Data records
################

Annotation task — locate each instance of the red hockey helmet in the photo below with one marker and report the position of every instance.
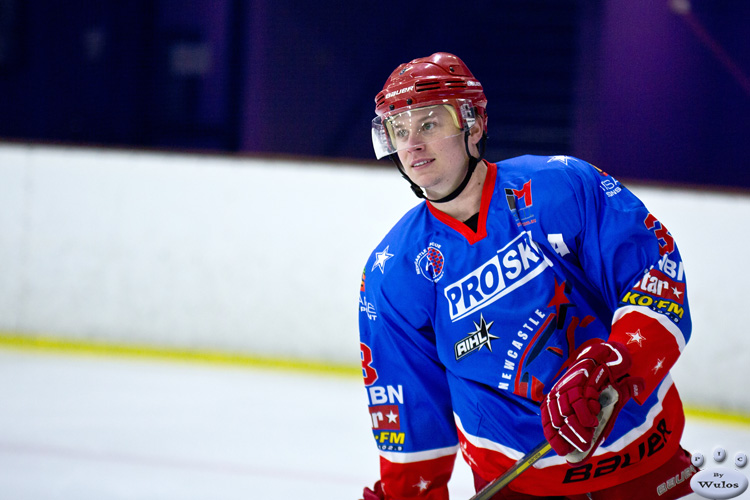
(440, 80)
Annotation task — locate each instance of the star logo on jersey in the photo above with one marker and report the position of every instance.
(423, 484)
(636, 338)
(561, 158)
(560, 301)
(659, 365)
(476, 340)
(380, 258)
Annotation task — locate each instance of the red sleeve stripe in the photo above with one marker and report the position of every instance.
(418, 456)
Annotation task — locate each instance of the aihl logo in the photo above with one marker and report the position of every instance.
(475, 341)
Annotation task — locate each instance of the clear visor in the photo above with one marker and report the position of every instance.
(420, 125)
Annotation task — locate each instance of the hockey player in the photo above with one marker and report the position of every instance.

################

The pictures should be dropped, and every line above should be set down again exactly.

Annotation task — locate each instance of the red hockey helmet in the photo below with one marker and report the position of every instance.
(440, 80)
Annotation task — locate each instance of the star logo on jersey in the photo above with one marker and report the position of every instance.
(423, 484)
(636, 338)
(561, 158)
(560, 301)
(659, 365)
(476, 340)
(380, 258)
Annotation task — locate each instance of the red sleeve stripe in the photo above with one marker and report the position of every instance.
(418, 456)
Annotation task — locate each instance of the aihl logo in the photo above with one marker and report the position of every instance.
(475, 341)
Annotation task — locate each instance of the clear visor in the photo above with one marker and report the position of every instance.
(420, 125)
Annotation task — locate each instance of the hockey player in the photo above with one marker and report the position of every instance.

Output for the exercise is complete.